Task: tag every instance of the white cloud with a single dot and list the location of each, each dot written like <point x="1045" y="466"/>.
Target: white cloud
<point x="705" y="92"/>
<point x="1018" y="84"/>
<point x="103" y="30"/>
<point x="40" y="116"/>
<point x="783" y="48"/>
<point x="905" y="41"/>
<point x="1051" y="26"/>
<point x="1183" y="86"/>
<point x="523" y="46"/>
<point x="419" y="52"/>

+--

Copy out each line of the data exactly.

Task: tag every instance of the white cloud with a single dot and list the location of each, each dot written like <point x="1045" y="466"/>.
Target: white cloud
<point x="705" y="92"/>
<point x="1018" y="84"/>
<point x="103" y="30"/>
<point x="40" y="116"/>
<point x="783" y="48"/>
<point x="905" y="41"/>
<point x="1051" y="26"/>
<point x="1183" y="86"/>
<point x="523" y="46"/>
<point x="419" y="52"/>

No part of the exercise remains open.